The problem → Repeat all of the items below line for line, leaving the pictures out of your answer.
═════ Data to process ═════
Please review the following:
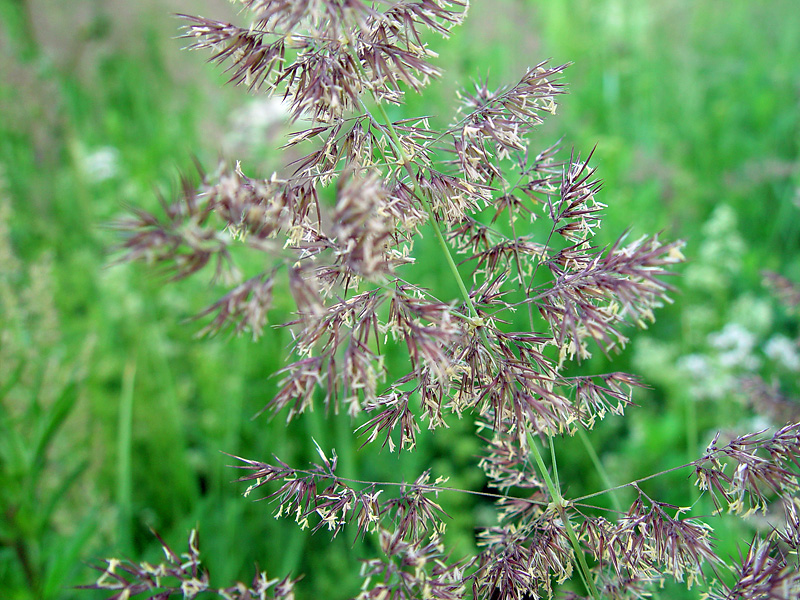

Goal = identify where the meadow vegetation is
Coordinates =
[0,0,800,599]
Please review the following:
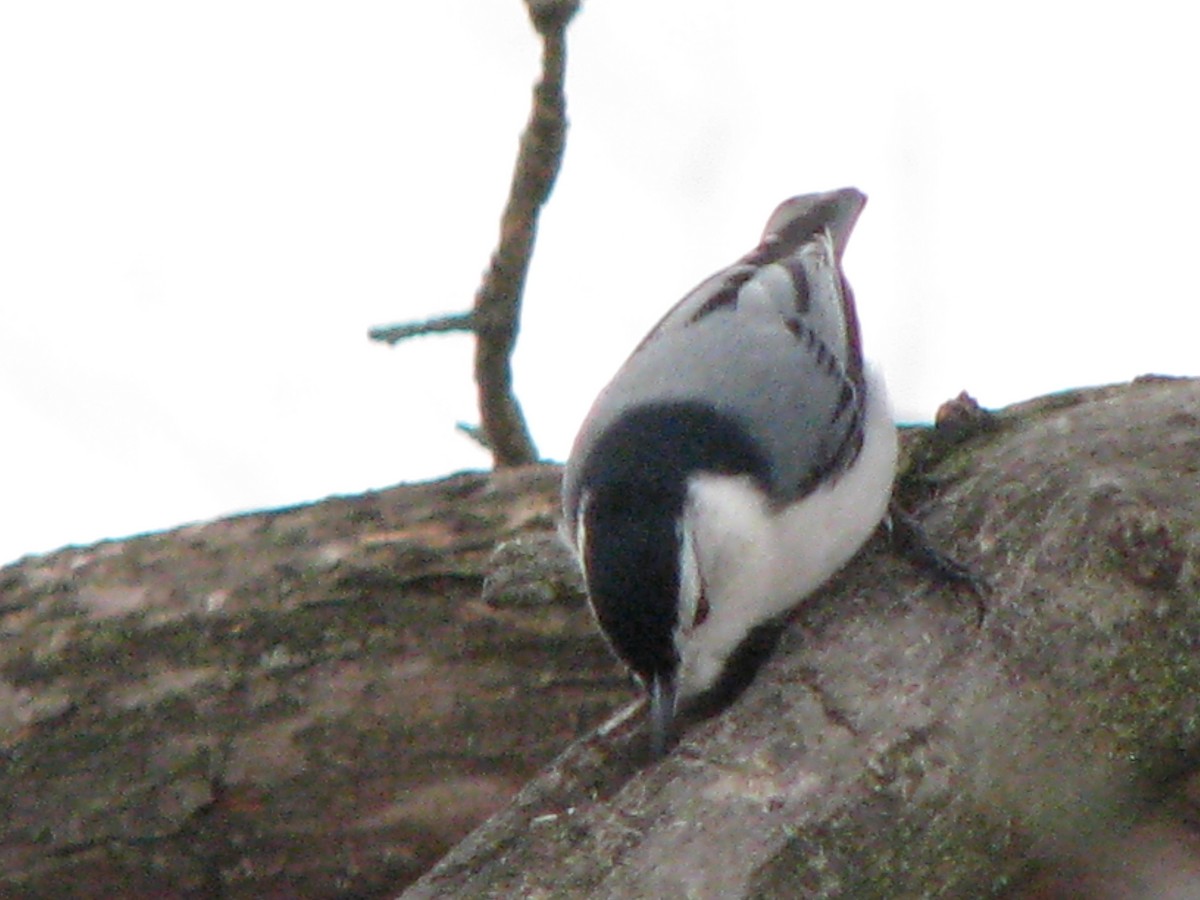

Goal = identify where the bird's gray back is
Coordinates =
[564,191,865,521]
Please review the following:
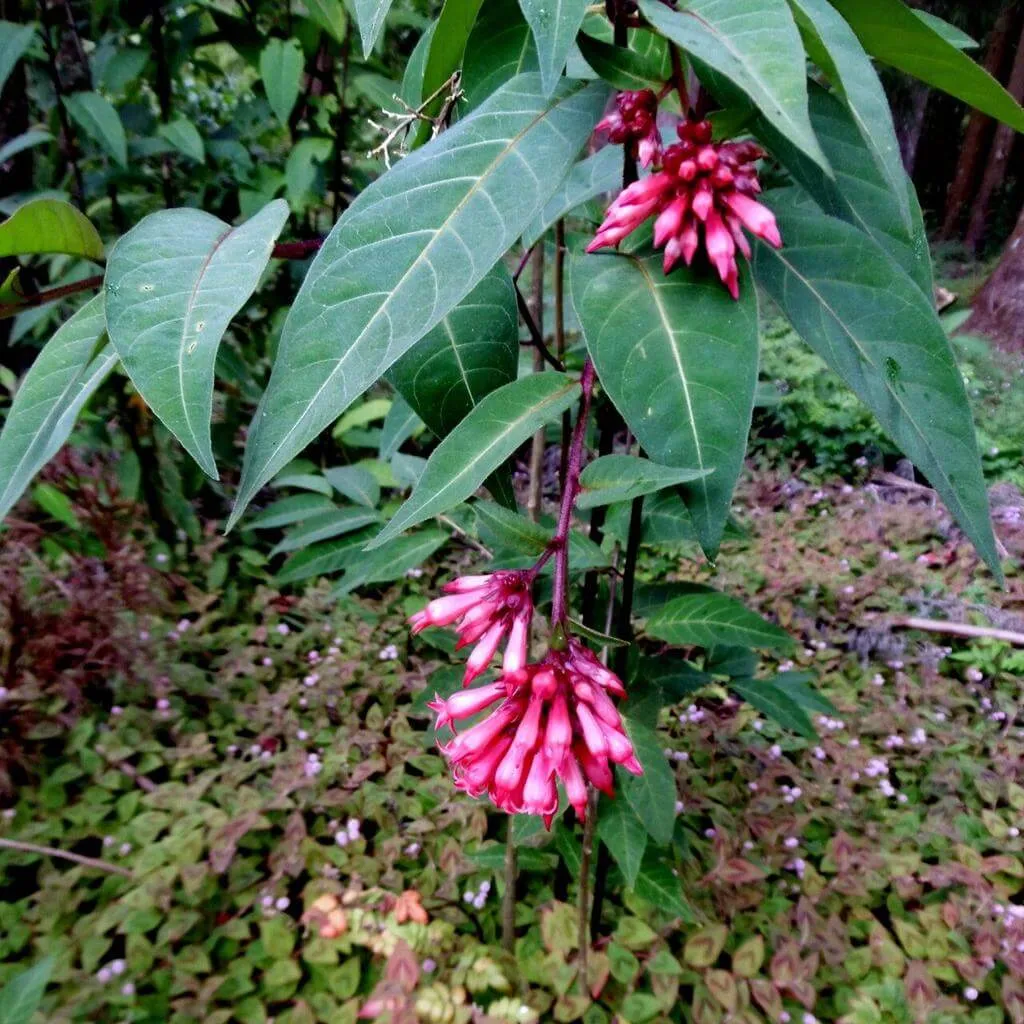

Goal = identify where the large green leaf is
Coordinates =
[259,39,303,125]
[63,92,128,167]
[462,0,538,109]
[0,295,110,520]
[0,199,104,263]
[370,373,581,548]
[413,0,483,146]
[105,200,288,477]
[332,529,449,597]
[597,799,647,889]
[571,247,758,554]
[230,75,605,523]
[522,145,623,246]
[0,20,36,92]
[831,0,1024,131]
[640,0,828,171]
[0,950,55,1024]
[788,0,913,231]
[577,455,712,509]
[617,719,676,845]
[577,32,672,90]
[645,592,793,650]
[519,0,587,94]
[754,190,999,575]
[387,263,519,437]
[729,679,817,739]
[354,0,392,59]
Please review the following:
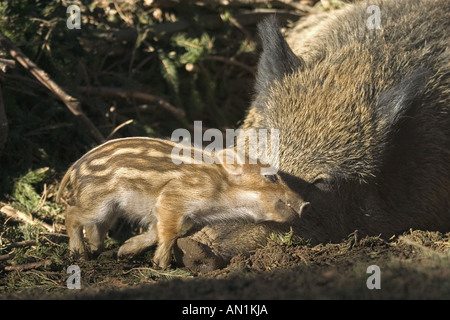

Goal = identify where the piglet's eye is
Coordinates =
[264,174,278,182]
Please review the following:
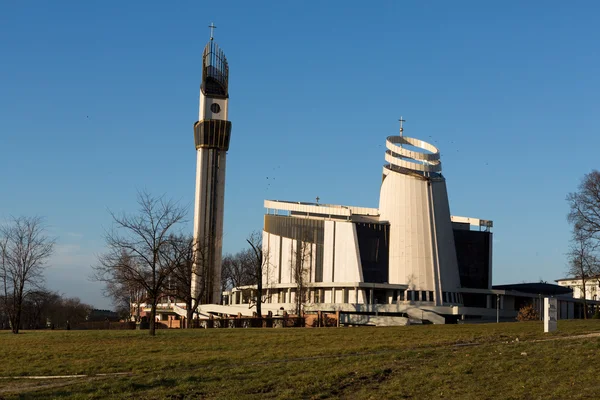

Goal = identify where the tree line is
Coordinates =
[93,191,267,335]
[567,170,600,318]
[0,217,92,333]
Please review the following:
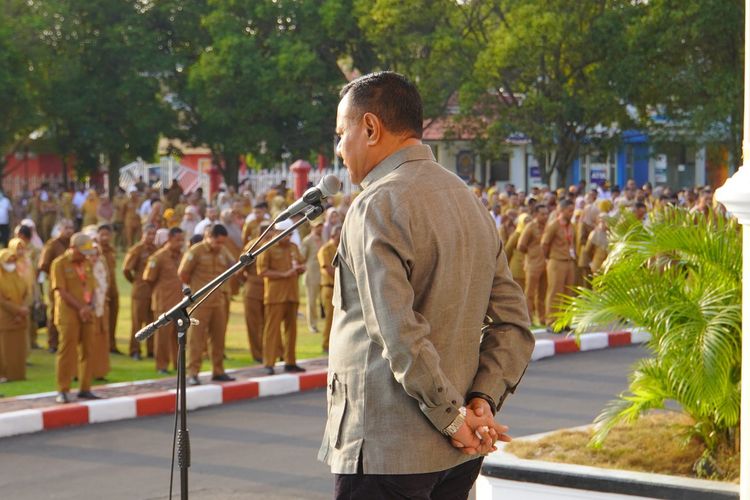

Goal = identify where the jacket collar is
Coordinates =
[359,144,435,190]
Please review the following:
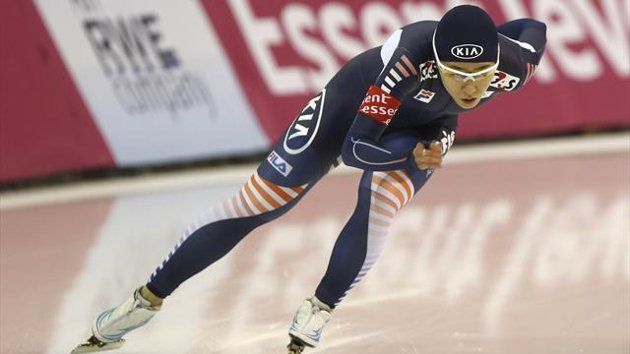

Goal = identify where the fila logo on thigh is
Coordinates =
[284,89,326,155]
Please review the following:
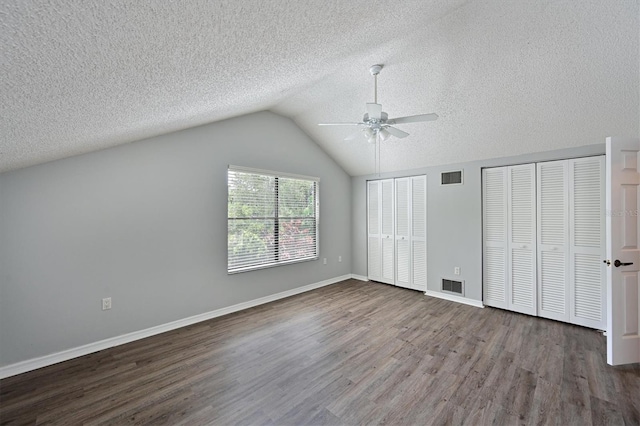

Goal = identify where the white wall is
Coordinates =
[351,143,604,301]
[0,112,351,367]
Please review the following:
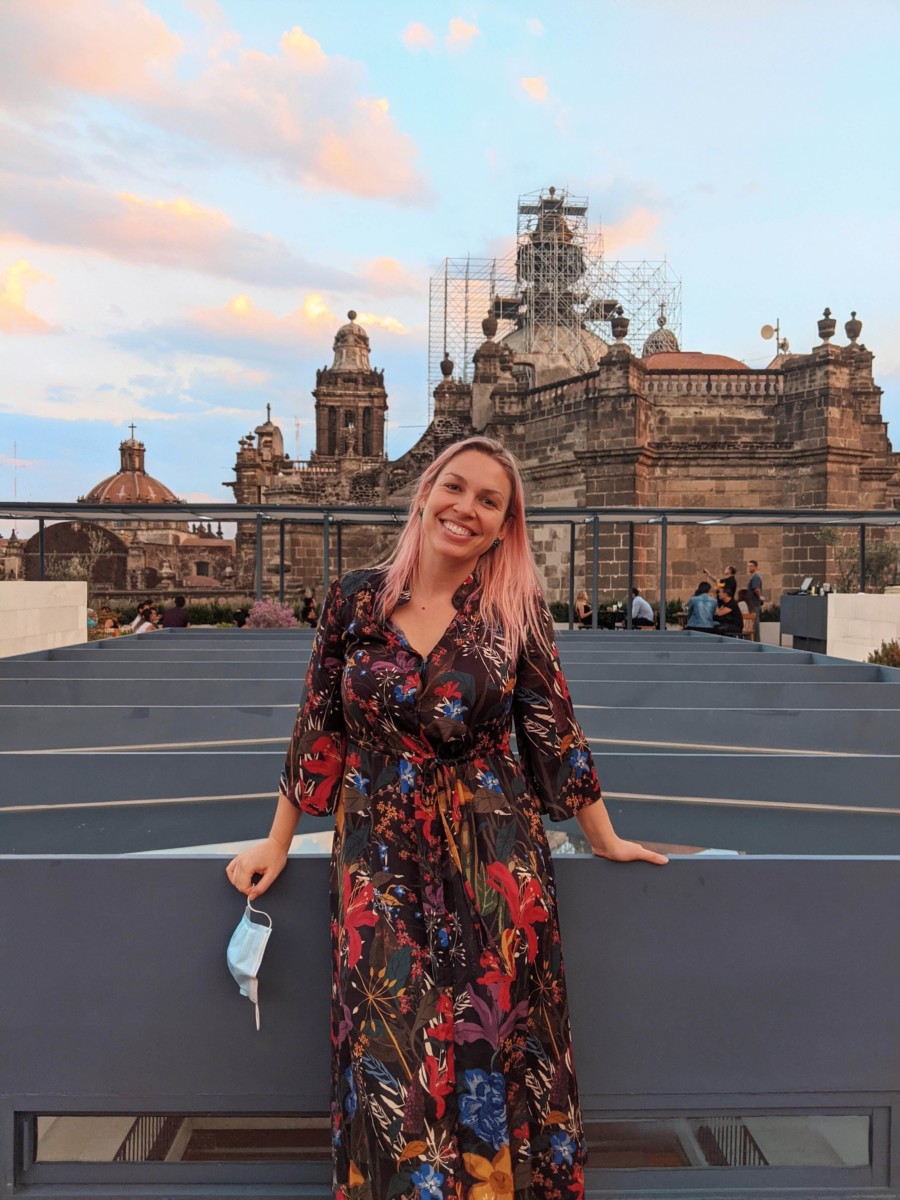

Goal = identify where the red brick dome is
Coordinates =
═════
Reply →
Please review the following:

Goal = identify where the meadow vegetation is
Coordinates =
[0,0,800,599]
Please review the following:

Goal = identify where the bird's gray back is
Coordinates =
[564,191,865,521]
Please review the following:

Goal = identify where the large green leaf is
Coordinates =
[259,39,303,125]
[63,92,128,167]
[462,0,538,109]
[0,295,110,520]
[0,199,104,263]
[370,373,581,548]
[413,0,483,146]
[105,200,288,477]
[332,529,449,597]
[597,799,647,889]
[571,247,758,554]
[230,75,605,523]
[522,145,623,246]
[0,20,36,92]
[831,0,1024,131]
[640,0,828,171]
[0,950,55,1024]
[788,0,913,231]
[577,455,712,509]
[617,719,676,845]
[577,32,672,90]
[645,592,793,650]
[519,0,587,94]
[754,190,999,575]
[387,263,519,437]
[729,679,817,739]
[354,0,392,59]
Please review the following:

Goal = identify where the piglet's eye is
Coordinates =
[264,174,278,182]
Please review the following:

Goal = identify where the tree line is
Coordinates =
[93,191,267,335]
[567,170,600,318]
[0,217,92,333]
Please review the following:

Goal = identify where the jacket collar is
Coordinates =
[359,144,435,190]
Please review the following:

Goal = identify where the fila logo on thigh is
Coordinates =
[284,89,326,155]
Please review the following:

Goal = identify where the white wall is
Coordinates =
[351,143,604,301]
[0,112,351,367]
Please review the following:

Goal = identify where the red brick dome is
Coordinates =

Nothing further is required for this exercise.